Instructions to follow: Across the records that follow, determine how many lines contain "point" and give only the resulting number.

Data to process:
::::
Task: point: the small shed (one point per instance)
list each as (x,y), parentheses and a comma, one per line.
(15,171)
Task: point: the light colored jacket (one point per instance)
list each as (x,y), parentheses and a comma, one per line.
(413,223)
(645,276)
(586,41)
::::
Written reply: 2